Task description ::
Reproduce every entry exactly and leave its pictures out.

Point-per-instance localization data:

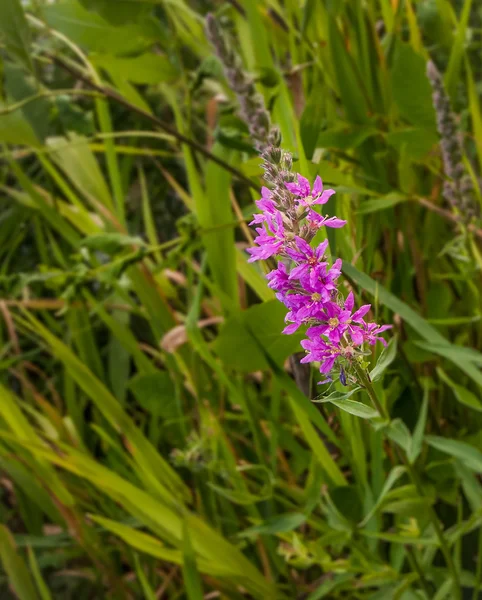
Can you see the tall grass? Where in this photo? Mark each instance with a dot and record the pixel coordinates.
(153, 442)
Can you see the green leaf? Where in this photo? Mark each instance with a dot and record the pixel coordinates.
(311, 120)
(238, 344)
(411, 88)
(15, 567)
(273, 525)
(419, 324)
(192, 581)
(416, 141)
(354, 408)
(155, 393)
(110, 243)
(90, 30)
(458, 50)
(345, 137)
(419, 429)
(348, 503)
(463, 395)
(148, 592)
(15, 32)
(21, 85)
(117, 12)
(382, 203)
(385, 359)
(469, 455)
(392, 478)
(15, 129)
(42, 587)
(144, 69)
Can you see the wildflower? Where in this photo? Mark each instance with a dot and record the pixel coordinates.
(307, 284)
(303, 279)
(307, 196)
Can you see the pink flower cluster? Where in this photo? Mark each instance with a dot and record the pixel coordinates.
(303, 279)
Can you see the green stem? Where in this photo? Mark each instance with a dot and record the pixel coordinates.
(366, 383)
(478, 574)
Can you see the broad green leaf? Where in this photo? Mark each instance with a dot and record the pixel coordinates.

Problem solution ::
Can you see the tall grass? Where in this photo? Mark each instance with a dot and record the pixel coordinates.
(153, 442)
Can you see the green leaf? Where in this photo? Mark each instance with a dot and record the pixel coordinates.
(311, 120)
(238, 344)
(411, 88)
(15, 567)
(273, 525)
(419, 324)
(192, 581)
(416, 141)
(354, 408)
(155, 393)
(110, 243)
(90, 30)
(458, 50)
(345, 137)
(419, 429)
(348, 503)
(463, 395)
(148, 592)
(15, 32)
(21, 85)
(117, 12)
(382, 203)
(385, 359)
(469, 455)
(392, 478)
(15, 129)
(42, 587)
(144, 69)
Can you see the wildflower? Where in this photo? Mark each instance with a dot and record the pixel coordinates.
(307, 284)
(303, 279)
(307, 196)
Can you see the pink flower cluster? Where in this photo? Mark each instance with a dot and record the pixel coordinates.
(303, 279)
Can you see the green stem? Where in this photo? Mark each instance with a dot and record the pixel coordinates.
(366, 383)
(478, 574)
Can you see the broad green leaf? Where in this photo? Mark each instance with a dot and record the pixel coordinates.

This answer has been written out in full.